- [Stated goal] Switch "glass office building" to "office tower" in the lines between the one holding "Annotate the image above for the object class glass" and the one holding "[133,138,197,167]", inclusive, and write out only those lines with everything else unchanged.

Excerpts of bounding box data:
-- Start --
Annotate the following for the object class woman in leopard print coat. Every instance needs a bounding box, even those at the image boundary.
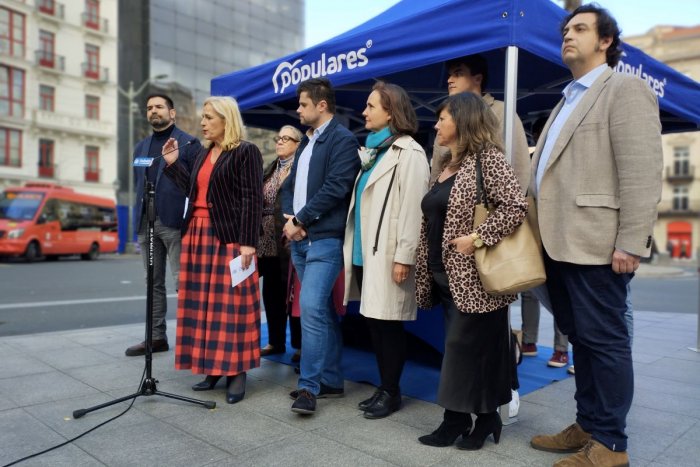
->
[416,93,527,450]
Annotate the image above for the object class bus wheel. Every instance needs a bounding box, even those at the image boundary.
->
[24,241,41,263]
[80,243,100,261]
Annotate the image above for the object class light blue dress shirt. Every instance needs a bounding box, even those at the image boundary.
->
[292,120,331,215]
[535,63,608,192]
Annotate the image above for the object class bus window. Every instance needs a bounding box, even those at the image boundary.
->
[0,191,44,221]
[38,199,58,223]
[58,200,117,231]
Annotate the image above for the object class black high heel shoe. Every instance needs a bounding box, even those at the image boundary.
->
[456,412,503,451]
[192,375,221,391]
[226,371,246,404]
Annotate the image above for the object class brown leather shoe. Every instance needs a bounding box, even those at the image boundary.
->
[554,440,630,467]
[530,423,591,452]
[124,339,170,357]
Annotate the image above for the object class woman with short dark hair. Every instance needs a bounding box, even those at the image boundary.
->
[258,125,303,358]
[416,93,527,450]
[343,82,430,419]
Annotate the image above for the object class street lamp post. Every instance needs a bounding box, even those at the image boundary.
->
[117,75,168,253]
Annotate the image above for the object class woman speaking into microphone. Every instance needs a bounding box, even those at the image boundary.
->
[163,97,263,404]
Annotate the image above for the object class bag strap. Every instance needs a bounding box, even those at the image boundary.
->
[476,154,489,209]
[372,164,398,255]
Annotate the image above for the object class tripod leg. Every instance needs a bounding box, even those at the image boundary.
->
[73,392,142,418]
[154,391,216,409]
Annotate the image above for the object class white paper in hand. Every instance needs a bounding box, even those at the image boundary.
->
[228,256,255,287]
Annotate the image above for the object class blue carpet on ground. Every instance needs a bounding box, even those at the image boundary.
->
[260,324,571,402]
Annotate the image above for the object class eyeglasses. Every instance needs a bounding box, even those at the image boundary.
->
[272,135,299,143]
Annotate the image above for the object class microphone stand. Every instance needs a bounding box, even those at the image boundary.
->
[73,182,216,418]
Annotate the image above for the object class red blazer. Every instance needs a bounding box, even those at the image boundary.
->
[163,141,263,247]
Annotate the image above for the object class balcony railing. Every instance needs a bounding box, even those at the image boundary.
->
[85,167,100,182]
[35,0,65,19]
[80,12,109,34]
[32,109,116,139]
[666,165,695,183]
[34,49,66,72]
[81,62,109,83]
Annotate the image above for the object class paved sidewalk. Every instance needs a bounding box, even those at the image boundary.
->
[0,307,700,467]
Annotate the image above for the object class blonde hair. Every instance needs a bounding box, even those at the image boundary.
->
[280,125,304,142]
[202,96,246,151]
[436,92,503,167]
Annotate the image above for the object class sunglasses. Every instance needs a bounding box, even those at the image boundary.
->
[272,135,299,143]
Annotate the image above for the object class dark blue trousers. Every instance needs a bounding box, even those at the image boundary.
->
[545,253,634,451]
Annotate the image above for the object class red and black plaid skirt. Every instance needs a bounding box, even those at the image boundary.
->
[175,217,260,375]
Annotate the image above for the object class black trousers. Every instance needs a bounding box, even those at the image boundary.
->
[258,256,301,349]
[544,252,634,451]
[353,266,406,396]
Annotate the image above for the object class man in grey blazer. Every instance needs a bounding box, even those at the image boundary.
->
[530,4,662,466]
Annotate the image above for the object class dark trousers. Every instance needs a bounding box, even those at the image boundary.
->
[545,254,634,451]
[258,256,301,349]
[353,266,406,396]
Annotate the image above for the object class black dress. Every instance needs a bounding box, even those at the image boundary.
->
[421,176,512,413]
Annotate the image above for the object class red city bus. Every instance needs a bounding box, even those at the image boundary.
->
[0,183,119,261]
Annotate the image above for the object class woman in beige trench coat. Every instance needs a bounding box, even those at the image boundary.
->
[343,82,430,419]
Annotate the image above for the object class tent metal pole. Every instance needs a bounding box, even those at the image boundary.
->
[500,45,518,425]
[503,45,519,164]
[688,248,700,352]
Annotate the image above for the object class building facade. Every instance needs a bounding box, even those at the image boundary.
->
[624,25,700,258]
[118,0,304,205]
[0,0,118,199]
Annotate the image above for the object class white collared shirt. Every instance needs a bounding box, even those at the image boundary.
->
[535,63,608,192]
[292,120,331,215]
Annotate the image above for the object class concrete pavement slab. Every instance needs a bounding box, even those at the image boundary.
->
[24,393,153,439]
[654,422,700,467]
[3,444,105,467]
[0,408,75,465]
[0,354,55,380]
[635,357,700,387]
[211,433,400,467]
[634,375,700,402]
[64,359,157,392]
[314,417,448,466]
[3,332,80,354]
[167,403,302,454]
[34,346,114,370]
[0,370,98,407]
[431,456,528,467]
[74,419,228,467]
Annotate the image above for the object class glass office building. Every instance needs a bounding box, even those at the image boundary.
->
[119,0,304,204]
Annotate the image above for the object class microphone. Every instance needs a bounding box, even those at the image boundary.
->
[133,138,197,167]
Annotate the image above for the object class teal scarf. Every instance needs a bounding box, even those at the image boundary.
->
[361,127,398,172]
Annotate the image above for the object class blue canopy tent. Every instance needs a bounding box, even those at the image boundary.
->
[211,0,700,141]
[211,0,700,349]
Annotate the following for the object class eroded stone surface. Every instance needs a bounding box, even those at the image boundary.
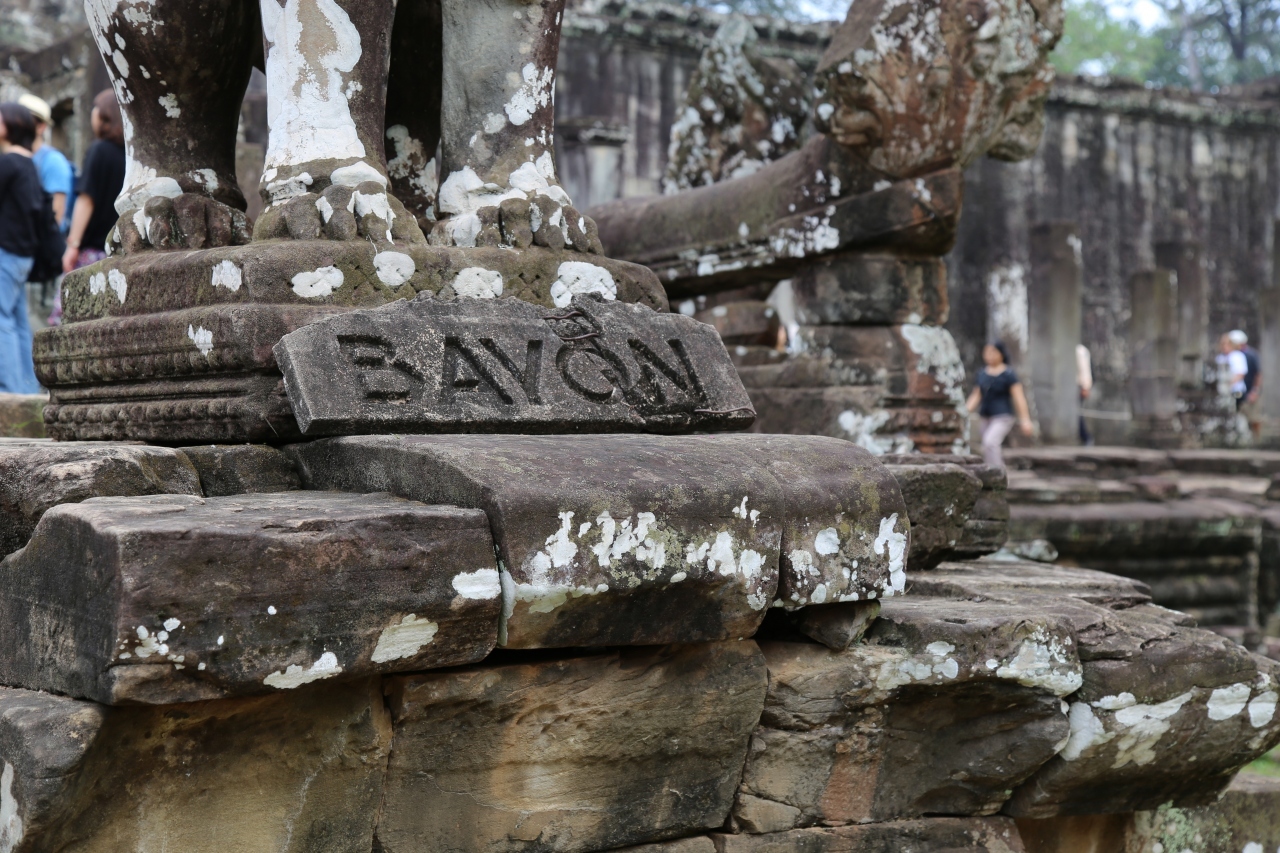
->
[712,817,1023,853]
[275,295,754,435]
[291,435,906,648]
[904,561,1280,817]
[0,679,392,853]
[695,435,914,608]
[0,441,201,553]
[733,598,1080,833]
[182,444,301,497]
[0,492,500,704]
[378,640,767,853]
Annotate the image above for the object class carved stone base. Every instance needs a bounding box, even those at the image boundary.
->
[35,241,667,444]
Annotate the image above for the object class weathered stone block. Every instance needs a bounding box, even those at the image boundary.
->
[0,679,392,853]
[0,492,500,704]
[182,444,302,497]
[0,441,200,553]
[733,598,1080,833]
[275,296,754,435]
[691,435,915,608]
[712,817,1023,853]
[911,562,1280,817]
[378,640,767,853]
[1009,498,1262,561]
[617,835,716,853]
[791,254,948,325]
[289,435,786,648]
[0,393,49,438]
[694,300,782,347]
[887,462,982,570]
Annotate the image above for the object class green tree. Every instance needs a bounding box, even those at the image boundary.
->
[1051,0,1169,81]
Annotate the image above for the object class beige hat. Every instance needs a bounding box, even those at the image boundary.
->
[18,93,54,124]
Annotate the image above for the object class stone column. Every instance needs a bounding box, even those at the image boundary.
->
[1027,222,1084,444]
[1129,269,1178,446]
[1156,240,1210,389]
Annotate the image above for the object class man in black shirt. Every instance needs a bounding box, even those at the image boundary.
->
[63,88,124,273]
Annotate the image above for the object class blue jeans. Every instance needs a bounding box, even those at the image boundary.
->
[0,248,40,394]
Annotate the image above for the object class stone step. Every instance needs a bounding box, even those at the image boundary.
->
[904,562,1280,817]
[375,640,767,853]
[0,492,500,704]
[0,439,201,553]
[0,678,392,853]
[289,434,908,648]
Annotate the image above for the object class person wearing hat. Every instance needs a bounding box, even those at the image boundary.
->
[18,95,74,233]
[1226,329,1262,439]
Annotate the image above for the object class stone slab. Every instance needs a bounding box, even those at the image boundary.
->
[33,304,342,444]
[791,254,948,325]
[911,561,1280,818]
[887,457,982,571]
[712,817,1023,853]
[289,435,906,648]
[56,240,667,322]
[0,492,500,704]
[0,679,392,853]
[182,444,302,497]
[733,597,1082,833]
[0,392,49,438]
[275,296,755,435]
[1009,498,1262,561]
[0,441,201,553]
[378,640,767,853]
[691,435,915,608]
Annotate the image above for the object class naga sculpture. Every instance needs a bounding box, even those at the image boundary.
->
[591,0,1062,297]
[36,0,666,441]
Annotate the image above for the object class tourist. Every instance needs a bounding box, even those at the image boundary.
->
[1075,343,1093,447]
[1226,329,1262,438]
[63,88,124,273]
[18,95,76,233]
[0,102,45,394]
[966,341,1032,467]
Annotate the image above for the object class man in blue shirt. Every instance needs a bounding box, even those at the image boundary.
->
[18,95,76,233]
-- End --
- [Correct result]
Annotate the image above for the object class office tower. Every instance needs a bounding box, even those at the image boundary.
->
[119,0,304,204]
Annotate the image above for the object class microphone. Every instance needs a bounding box, even those at the image boundary.
->
[133,138,197,167]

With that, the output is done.